Zudem ist „Microsklaven“ mit einigen Identitätsdramen beschwert, dem Lieblingsthema jener Dreißiger, die für immer jung sein wollen und wissen, daß sie es nicht bleiben werden. Man sollte sich dennoch nicht abschrecken lassen, denn Gefasel begleitet nun einmal Altern und Verfall und ummantelt griffige Sätze: „Alles in allem wird interactive Multimedia weniger der Literatur ähneln als dem Sport.“ Schon wirkt die Zukunftsform – das Buch wurde 1993 geschrieben – anachronistisch und doch: Der Bemerkung ist nichts hinzuzufügen. Douglas Couplands „Microsklaven“ ist nicht nur eine sanfte, fast müde Beschreibung alternder Kinder, sondern auch ein komischer und manchmal banaler Versuch, das Computerzeitalter in den Gang der Geschichte einzuordnen. Ob Coupland dabei seine eigene Hilflosigkeit oder die historischer Begrifflichkeiten ausspielt – wer will das wissen?

·····

Aufgaben
[1] In welchem Jahr wurde „Microsklaven“ laut dem vorgegebenen Text geschrieben?
[2] Nennen Sie alle Adjektive, mit denen der vorgegebene Text im Satz mit den Wörtern „Beschreibung alternder Kinder“ die Beschreibung und den Versuch charakterisiert.

Angezeigte Daten
·····

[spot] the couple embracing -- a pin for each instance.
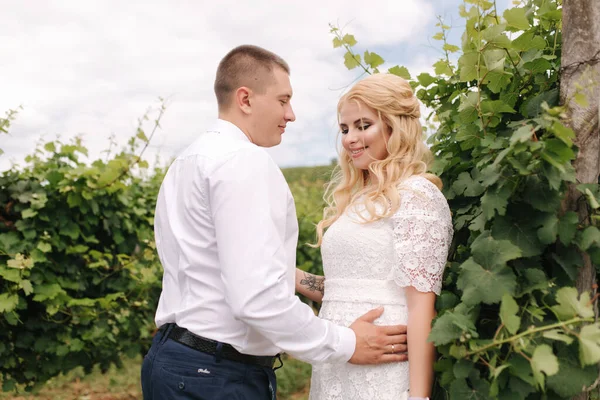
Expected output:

·····

Lösungen
[1] 1993

[2] sanfte, müde, komischer, banaler